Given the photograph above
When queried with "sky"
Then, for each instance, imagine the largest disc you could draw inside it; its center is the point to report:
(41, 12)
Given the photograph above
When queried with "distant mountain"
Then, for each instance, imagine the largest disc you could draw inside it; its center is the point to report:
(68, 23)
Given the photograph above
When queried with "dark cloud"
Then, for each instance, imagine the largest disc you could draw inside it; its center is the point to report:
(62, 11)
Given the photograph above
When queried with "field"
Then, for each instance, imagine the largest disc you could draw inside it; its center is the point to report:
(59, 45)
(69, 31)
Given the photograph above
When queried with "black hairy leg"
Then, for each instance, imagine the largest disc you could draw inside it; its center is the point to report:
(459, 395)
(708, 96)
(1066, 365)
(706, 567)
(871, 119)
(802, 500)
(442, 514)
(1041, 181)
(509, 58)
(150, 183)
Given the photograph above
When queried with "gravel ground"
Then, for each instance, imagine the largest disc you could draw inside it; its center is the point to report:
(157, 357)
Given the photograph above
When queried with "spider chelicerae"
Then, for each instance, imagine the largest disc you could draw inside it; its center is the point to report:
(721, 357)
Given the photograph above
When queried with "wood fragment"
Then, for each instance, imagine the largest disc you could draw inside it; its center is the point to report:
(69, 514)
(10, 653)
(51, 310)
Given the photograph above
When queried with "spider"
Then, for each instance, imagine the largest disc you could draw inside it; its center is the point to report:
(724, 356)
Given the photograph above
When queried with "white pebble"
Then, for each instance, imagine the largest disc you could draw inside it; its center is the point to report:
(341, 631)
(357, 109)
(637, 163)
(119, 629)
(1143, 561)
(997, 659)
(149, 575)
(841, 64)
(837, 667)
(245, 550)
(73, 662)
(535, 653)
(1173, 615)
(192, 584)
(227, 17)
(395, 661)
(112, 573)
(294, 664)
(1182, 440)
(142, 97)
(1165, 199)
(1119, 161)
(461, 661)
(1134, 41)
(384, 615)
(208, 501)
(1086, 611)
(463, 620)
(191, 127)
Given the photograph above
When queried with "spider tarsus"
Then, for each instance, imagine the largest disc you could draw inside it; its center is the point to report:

----

# [Problem to solve]
Copy out each record exactly as given, omitting none.

# [Answer in full]
Given the photograph above
When queried with "sky"
Then, for each instance, imagine the largest disc you could draw inside it; its center is the point to report:
(41, 12)
Given the photograph above
When queried with "distant mountain"
Then, for each instance, imagine the largest disc you could draw inside it; its center is the point to report:
(68, 23)
Given the photograph above
When queried with "dark cloud"
Then, for each instance, imagine the largest disc you could draw inside it; its center is the point to report:
(62, 11)
Given the photograph above
When queried with "field"
Then, for each instance, imagine the largest disc you could draw inside it; its center is the point to report:
(59, 45)
(69, 31)
Given the photograph above
When queried with "black hairy leg"
Then, for each instance, imagine the largest disc you could draw inside it; its center is the point to report:
(459, 395)
(708, 96)
(1066, 365)
(706, 567)
(871, 119)
(802, 500)
(442, 514)
(1041, 181)
(509, 58)
(150, 183)
Given the photograph above
When queried with "gravel ground"
Then, for each instance, imagine the largest disc you could draw inside it; its center is the point to report:
(157, 357)
Given the photograph above
When queried with "spider chelicerae"
Then, for each instance, imagine the largest disc you could draw inside it; its center is the point to report:
(721, 357)
Given the photograph above
When queried with "wood fragment"
Then, for each instance, imagine the largest disc you could draw inside it; its center is the point to report:
(69, 514)
(10, 653)
(51, 310)
Given the photograph above
When queried with "spider"
Then, for each instance, imagine the largest disc you could draw inside it; its center is the point to report:
(724, 356)
Given the photograph above
When queried with "white pebble"
Then, for each instance, imagine the largest disc you could draw inside it; its center is the point to report:
(341, 631)
(357, 109)
(637, 163)
(119, 629)
(1143, 561)
(997, 659)
(149, 575)
(841, 64)
(837, 667)
(245, 550)
(73, 662)
(535, 653)
(1173, 615)
(192, 584)
(227, 17)
(395, 661)
(112, 573)
(294, 664)
(1182, 440)
(142, 97)
(1165, 199)
(1119, 161)
(461, 661)
(1134, 41)
(384, 615)
(208, 501)
(1086, 611)
(463, 620)
(191, 127)
Given the photograph above
When queried with "spider tarsus"
Then, for each instance, imagine the largest disc you could draw inside it; its center is the point to report:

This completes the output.